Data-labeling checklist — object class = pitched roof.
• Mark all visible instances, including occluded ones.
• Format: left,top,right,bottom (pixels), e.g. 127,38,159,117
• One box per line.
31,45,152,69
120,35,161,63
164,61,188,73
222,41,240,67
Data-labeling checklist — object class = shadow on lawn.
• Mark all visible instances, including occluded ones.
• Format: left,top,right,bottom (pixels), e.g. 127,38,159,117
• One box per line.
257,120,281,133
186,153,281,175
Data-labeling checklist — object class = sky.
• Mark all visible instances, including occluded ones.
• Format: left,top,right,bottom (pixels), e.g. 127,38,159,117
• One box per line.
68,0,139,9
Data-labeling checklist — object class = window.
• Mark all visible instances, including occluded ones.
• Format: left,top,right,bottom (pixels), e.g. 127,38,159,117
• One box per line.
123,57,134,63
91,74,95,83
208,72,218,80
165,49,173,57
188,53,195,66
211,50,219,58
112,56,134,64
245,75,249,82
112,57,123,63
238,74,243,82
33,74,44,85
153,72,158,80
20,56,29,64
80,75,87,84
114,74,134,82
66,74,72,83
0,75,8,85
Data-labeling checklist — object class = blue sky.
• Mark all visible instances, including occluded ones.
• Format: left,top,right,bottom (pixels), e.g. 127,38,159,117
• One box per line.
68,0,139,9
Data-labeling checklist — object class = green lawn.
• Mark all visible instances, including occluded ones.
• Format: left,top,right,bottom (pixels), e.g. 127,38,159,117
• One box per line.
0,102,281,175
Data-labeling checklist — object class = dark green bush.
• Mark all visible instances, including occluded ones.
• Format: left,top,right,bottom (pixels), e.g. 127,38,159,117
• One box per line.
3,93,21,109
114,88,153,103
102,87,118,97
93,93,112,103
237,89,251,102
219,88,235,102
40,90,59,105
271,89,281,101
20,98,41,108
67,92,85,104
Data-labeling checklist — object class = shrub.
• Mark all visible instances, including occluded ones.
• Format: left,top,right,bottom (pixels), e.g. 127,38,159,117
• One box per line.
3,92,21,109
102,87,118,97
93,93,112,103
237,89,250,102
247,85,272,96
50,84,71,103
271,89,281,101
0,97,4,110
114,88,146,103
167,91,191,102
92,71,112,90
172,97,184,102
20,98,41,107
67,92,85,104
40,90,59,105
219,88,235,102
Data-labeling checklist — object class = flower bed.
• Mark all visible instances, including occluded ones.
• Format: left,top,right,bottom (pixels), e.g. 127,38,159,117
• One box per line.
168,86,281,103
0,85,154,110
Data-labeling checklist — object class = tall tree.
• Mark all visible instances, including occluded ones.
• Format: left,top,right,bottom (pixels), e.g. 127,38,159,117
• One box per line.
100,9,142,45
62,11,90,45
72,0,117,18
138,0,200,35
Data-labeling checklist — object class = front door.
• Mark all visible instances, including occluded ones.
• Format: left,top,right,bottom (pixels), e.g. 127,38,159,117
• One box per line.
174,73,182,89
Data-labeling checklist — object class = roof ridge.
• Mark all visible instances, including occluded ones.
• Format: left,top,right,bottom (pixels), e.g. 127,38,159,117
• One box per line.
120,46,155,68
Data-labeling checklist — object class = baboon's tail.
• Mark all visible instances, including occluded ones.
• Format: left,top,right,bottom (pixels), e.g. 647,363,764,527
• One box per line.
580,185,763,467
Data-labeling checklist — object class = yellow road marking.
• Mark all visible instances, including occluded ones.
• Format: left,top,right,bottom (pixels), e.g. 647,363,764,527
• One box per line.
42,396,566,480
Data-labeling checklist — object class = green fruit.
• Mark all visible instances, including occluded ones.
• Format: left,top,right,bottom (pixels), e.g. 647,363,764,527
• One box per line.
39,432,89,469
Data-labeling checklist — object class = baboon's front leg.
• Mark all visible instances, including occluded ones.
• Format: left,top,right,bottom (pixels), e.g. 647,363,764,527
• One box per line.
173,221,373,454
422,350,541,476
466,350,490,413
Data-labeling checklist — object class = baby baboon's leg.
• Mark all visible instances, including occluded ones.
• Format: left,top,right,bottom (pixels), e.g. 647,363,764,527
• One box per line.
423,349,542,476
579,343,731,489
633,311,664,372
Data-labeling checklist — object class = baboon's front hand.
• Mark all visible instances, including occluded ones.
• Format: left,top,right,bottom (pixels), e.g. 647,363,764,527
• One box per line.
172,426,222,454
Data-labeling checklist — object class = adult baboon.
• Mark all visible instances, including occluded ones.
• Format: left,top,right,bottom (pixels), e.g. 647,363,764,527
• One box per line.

━━━━━━━━

> Description of the task
Format every line of the data above as a JSON list of strings, one string per line, leaving out blank lines.

> Result
[
  "Data-labeling checklist — object class = pitched roof.",
  "• Mark all visible instances, including occluded ones.",
  "• Format: left,top,right,bottom (pixels), e.g. 127,38,159,117",
  "• One box per line.",
  "31,45,152,69",
  "120,35,161,63",
  "164,61,188,73",
  "222,41,240,67",
  "Data-labeling checklist — object class = shadow on lawn.",
  "• Mark all visible instances, including occluded ones.",
  "• Format: left,top,right,bottom (pixels), e.g. 127,38,159,117",
  "• One box per line.",
  "257,120,281,133",
  "186,153,281,175",
  "Data-labeling checklist — object class = sky.",
  "• Mark all visible instances, including occluded ones.",
  "• Format: left,top,right,bottom (pixels), e.g. 127,38,159,117",
  "• One box per line.",
  "68,0,139,9",
  "Data-labeling checklist — object class = window.",
  "• Mark all visible instances, including occluded ones.",
  "• Format: left,top,right,bottom (pixels), e.g. 127,38,159,117",
  "• One box per line.",
  "123,57,134,63",
  "91,74,95,83",
  "208,72,218,80",
  "165,49,173,57",
  "188,53,195,66",
  "211,50,219,58",
  "112,56,134,64",
  "245,75,249,82",
  "112,57,123,63",
  "238,74,243,82",
  "33,74,44,85",
  "153,72,158,80",
  "20,56,29,64",
  "80,75,87,84",
  "114,74,134,82",
  "66,74,72,83",
  "0,75,8,85",
  "Data-labeling checklist — object class = blue sky.",
  "• Mark all visible instances, including occluded ones.",
  "• Format: left,top,right,bottom (pixels), e.g. 127,38,159,117",
  "• One box per line.",
  "68,0,139,9",
  "Data-labeling checklist — object class = green lawn.",
  "• Mark all visible instances, including occluded ones.",
  "• Format: left,top,right,bottom (pixels), e.g. 127,38,159,117",
  "• One box per line.",
  "0,102,281,175",
  "Data-labeling checklist — object class = dark green bush.",
  "• Mark all visible instances, including occluded ones.",
  "• Format: left,top,right,bottom (pixels), e.g. 127,38,159,117",
  "• One box per line.",
  "3,93,21,109",
  "114,88,153,103",
  "102,87,118,97",
  "93,93,112,103",
  "237,89,251,102",
  "219,88,235,102",
  "40,90,59,105",
  "271,89,281,101",
  "20,98,41,108",
  "67,92,85,104",
  "Data-labeling checklist — object class = shrub.",
  "• Mark all visible instances, including occluded ones.",
  "• Format: left,top,right,bottom (pixels), e.g. 127,38,159,117",
  "• One box per line.",
  "3,92,21,109",
  "102,87,118,97",
  "93,93,112,103",
  "237,89,250,102",
  "247,85,272,96",
  "50,84,71,103",
  "271,89,281,101",
  "0,97,4,110",
  "114,88,146,103",
  "167,91,191,102",
  "92,71,112,90",
  "172,97,184,102",
  "20,98,41,107",
  "67,92,85,104",
  "40,90,59,105",
  "219,88,235,102",
  "Data-labeling checklist — object class = flower bed.",
  "• Mark all visible instances, including occluded ones.",
  "• Format: left,top,right,bottom (pixels), e.g. 127,38,159,117",
  "• One box per line.",
  "168,86,281,103",
  "0,85,154,110",
  "Data-labeling checklist — object class = tall tree.",
  "• Mark all visible instances, including occluded ones.",
  "• Format: left,top,right,bottom (pixels), e.g. 127,38,159,117",
  "• One box per line.",
  "100,9,142,45",
  "62,11,90,45",
  "72,0,117,18",
  "138,0,200,35",
  "Data-labeling checklist — object class = front door.",
  "• Mark all visible instances, including occluded ones.",
  "• Format: left,top,right,bottom (pixels), e.g. 127,38,159,117",
  "• One box per line.",
  "174,73,182,89",
  "Data-labeling checklist — object class = roof ridge.",
  "• Mark all visible instances, including occluded ones.",
  "• Format: left,top,right,bottom (pixels), e.g. 127,38,159,117",
  "• One box per line.",
  "120,46,155,68",
  "Data-labeling checklist — object class = baboon's tail.",
  "• Mark all visible instances, including occluded ones.",
  "• Format: left,top,right,bottom (pixels), e.g. 647,363,764,527",
  "• One box per line.",
  "580,185,763,467",
  "Data-labeling checklist — object class = yellow road marking.",
  "• Mark all visible instances, including occluded ones.",
  "• Format: left,top,right,bottom (pixels), e.g. 647,363,764,527",
  "• One box per line.",
  "42,396,566,480",
  "Data-labeling checklist — object class = green fruit.",
  "• Mark all visible instances, including occluded ones.",
  "• Format: left,top,right,bottom (pixels), e.g. 647,363,764,527",
  "• One box per line.",
  "39,432,89,469",
  "Data-labeling checklist — object class = baboon's front leg.",
  "• Mark all visible instances, including occluded ones.",
  "• Format: left,top,right,bottom (pixels), e.g. 647,363,764,527",
  "• One box per line.",
  "173,221,373,454",
  "422,350,541,476",
  "466,350,490,413",
  "Data-labeling checklist — object class = baby baboon's leg.",
  "• Mark all visible instances, including occluded ones.",
  "• Format: left,top,right,bottom (pixels), e.g. 647,363,764,527",
  "• One box per line.",
  "423,349,542,476",
  "579,343,731,489",
  "633,311,664,372",
  "Data-labeling checklist — object class = baboon's front hand.",
  "• Mark all visible instances, including occluded ones.",
  "• Format: left,top,right,bottom (pixels), e.g. 647,363,764,527",
  "• One box per line.",
  "172,426,222,454",
  "Data-labeling checklist — object class = adult baboon.",
  "• Mark all visible instances, including occluded ones.",
  "• Format: left,top,right,bottom (pixels), e.g. 647,363,764,527",
  "• One box per line."
]